:: Available records ::
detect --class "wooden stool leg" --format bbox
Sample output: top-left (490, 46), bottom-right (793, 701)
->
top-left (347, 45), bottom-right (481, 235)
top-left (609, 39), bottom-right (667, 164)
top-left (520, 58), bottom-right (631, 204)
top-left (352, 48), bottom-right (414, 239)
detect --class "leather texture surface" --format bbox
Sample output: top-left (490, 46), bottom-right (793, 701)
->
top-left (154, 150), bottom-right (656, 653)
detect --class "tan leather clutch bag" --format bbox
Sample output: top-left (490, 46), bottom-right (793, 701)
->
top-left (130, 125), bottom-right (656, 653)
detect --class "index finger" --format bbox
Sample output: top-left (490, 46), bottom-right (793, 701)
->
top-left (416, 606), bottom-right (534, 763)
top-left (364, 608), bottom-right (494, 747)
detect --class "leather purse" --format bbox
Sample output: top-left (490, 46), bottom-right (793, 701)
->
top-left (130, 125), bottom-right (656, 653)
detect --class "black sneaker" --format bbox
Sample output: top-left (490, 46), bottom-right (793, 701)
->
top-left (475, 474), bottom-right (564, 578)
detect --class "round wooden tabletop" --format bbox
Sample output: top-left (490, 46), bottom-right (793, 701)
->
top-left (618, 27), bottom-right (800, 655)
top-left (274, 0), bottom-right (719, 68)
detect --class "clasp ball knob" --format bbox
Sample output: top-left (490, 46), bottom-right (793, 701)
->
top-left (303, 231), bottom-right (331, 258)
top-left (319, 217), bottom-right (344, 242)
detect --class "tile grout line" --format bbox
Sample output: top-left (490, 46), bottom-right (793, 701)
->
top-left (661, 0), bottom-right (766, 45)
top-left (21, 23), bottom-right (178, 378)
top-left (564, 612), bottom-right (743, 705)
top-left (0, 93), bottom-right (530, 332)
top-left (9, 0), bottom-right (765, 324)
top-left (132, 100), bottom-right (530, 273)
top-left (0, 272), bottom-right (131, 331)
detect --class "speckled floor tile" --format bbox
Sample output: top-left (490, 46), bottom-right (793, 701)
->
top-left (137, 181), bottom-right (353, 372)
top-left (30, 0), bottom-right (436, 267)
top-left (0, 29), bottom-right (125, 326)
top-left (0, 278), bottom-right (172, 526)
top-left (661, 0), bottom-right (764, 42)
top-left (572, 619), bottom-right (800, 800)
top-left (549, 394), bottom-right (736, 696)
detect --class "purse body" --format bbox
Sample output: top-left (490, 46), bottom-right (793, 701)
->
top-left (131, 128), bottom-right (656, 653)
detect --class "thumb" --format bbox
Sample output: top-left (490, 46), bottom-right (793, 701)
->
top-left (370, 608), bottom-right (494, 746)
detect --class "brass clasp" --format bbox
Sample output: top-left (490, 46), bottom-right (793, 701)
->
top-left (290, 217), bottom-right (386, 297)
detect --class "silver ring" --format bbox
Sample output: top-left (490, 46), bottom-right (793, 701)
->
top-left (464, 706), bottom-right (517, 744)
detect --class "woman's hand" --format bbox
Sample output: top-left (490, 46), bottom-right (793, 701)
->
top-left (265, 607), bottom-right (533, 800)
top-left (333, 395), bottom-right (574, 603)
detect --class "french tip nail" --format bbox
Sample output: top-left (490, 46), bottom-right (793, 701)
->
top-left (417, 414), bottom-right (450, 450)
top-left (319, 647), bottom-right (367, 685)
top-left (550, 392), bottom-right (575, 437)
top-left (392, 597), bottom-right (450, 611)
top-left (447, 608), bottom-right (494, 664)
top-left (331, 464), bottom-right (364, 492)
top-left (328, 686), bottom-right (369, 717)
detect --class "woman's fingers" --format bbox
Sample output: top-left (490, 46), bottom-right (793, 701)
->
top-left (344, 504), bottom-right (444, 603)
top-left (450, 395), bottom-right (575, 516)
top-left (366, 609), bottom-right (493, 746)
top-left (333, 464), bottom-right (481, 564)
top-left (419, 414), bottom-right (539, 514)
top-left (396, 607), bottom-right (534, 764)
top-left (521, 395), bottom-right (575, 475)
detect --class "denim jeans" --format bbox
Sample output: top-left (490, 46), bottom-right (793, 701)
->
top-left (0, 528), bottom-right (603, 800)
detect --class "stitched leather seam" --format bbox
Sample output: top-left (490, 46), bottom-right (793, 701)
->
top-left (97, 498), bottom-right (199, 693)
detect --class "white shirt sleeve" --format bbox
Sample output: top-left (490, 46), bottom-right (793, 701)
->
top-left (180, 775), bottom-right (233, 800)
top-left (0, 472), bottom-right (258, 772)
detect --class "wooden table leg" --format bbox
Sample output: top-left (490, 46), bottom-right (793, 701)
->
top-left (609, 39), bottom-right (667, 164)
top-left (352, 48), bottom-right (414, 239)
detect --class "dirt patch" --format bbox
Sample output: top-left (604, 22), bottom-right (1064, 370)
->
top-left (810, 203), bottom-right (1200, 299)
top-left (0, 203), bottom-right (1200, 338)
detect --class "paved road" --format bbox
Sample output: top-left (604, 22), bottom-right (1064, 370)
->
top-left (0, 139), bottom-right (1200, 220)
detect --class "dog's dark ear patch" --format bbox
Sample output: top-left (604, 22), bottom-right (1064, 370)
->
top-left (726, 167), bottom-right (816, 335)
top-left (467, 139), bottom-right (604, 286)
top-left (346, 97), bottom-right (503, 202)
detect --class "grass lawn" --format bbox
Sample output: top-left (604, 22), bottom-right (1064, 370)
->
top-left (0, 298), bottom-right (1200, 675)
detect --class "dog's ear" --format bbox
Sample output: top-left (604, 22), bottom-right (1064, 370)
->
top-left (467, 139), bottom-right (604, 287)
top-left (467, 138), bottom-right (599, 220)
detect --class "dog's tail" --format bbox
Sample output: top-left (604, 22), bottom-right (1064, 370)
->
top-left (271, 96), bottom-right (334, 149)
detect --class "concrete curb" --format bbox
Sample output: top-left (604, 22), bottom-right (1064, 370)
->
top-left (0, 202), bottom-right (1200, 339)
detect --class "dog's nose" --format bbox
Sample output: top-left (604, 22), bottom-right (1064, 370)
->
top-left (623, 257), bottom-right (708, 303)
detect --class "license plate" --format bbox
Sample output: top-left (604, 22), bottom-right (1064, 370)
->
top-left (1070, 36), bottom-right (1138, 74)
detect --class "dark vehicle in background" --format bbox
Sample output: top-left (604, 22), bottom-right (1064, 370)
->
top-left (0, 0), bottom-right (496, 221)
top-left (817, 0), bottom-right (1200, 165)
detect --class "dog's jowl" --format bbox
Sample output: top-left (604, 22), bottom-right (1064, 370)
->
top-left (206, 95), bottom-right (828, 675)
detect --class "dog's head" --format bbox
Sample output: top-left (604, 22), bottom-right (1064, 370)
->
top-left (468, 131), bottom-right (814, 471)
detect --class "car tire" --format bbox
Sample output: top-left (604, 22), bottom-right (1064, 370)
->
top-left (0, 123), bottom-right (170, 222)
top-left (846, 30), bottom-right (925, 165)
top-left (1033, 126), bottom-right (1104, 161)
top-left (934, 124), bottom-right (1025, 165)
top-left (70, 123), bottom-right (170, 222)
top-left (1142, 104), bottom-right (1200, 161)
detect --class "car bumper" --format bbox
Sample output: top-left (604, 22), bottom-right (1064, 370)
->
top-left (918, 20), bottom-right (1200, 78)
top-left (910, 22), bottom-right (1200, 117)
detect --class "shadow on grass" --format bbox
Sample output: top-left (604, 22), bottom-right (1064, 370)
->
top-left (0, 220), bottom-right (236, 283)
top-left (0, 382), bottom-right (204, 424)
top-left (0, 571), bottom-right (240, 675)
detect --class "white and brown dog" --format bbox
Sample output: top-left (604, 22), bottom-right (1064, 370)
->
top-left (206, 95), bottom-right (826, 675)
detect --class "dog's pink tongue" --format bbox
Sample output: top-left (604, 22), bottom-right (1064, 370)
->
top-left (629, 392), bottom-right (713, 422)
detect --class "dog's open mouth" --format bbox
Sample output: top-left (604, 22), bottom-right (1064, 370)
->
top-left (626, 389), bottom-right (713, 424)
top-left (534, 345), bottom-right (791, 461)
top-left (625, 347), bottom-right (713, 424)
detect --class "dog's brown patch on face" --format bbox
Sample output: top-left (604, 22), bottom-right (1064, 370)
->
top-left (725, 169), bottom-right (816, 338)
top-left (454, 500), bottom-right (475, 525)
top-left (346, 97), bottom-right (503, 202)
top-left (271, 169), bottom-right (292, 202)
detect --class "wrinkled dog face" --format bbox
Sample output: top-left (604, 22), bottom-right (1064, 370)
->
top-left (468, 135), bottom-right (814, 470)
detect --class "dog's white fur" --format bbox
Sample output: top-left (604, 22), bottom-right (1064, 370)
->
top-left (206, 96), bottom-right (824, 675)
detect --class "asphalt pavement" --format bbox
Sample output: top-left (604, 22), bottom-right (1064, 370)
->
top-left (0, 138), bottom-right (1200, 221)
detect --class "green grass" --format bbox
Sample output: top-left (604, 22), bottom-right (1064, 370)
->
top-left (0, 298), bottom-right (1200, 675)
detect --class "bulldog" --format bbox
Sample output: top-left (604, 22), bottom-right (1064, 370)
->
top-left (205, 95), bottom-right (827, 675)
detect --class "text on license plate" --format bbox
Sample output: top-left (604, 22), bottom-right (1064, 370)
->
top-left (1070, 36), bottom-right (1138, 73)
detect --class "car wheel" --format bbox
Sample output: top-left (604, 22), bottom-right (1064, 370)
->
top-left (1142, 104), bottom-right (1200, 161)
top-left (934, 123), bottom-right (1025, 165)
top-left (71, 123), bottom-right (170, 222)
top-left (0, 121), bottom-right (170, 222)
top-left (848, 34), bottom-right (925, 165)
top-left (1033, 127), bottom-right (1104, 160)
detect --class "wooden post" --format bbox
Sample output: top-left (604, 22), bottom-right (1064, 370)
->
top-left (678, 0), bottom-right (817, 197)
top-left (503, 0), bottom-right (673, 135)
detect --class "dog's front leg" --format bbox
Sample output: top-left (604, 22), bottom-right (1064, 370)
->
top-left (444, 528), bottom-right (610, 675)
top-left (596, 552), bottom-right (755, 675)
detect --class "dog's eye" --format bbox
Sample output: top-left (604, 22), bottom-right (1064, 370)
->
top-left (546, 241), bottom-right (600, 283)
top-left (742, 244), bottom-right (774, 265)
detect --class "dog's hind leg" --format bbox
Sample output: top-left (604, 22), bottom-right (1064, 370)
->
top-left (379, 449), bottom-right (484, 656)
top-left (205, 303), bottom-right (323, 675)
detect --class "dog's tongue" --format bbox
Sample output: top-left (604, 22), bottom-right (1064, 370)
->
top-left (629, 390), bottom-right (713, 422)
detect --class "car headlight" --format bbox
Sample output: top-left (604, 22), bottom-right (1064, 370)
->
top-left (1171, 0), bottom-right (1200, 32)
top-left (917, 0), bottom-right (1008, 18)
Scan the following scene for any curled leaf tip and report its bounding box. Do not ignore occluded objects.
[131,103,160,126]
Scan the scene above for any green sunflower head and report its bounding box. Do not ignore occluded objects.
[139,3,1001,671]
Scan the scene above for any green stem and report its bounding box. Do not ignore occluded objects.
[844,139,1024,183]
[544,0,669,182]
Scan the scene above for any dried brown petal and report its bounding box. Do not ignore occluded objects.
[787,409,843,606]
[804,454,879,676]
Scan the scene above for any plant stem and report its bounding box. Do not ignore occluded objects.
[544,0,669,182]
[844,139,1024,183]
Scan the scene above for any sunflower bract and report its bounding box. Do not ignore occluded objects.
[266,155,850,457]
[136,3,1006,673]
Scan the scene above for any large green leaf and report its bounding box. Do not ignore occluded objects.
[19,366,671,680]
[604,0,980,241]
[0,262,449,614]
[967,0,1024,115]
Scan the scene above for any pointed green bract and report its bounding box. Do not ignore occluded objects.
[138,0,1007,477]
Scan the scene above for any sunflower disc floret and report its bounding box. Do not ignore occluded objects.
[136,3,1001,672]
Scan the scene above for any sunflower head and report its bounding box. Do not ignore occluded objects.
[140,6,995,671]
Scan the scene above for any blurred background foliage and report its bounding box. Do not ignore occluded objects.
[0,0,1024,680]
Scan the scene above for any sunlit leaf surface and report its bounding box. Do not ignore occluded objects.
:::
▶ [What to do]:
Copy out everything in the material from the line containing "Scan the scene above for any dried" down to the line containing "[140,6,995,671]", including both of those lines.

▶ [Solution to this problem]:
Scan the scene above for any dried brown petal and report its bounding box. Do not ignore occluded objects.
[787,409,843,606]
[804,454,879,676]
Scan the scene above for any plant stem and report its bounding box. Do not ignore occluded objects.
[544,0,669,182]
[844,139,1024,183]
Scan the scene above for any sunflower bract and report its bounding box. Do not ignore occluded objects.
[266,155,850,457]
[136,3,1006,673]
Scan the scene above for any large green leaf and report its bounding box. Do not ignore occluded objects.
[19,366,671,680]
[604,0,980,241]
[0,262,449,614]
[967,0,1024,115]
Scan the scene above for any pointed green bract and report its bounding box. Do not ignore occluded objects.
[138,0,1007,477]
Scan the scene above for any sunflower disc floret and report its bounding box. Do not ignore occluded objects.
[136,3,1001,672]
Scan the scene above for any sunflower head and report its bounding box. Do not ignore occluded objects.
[140,6,995,671]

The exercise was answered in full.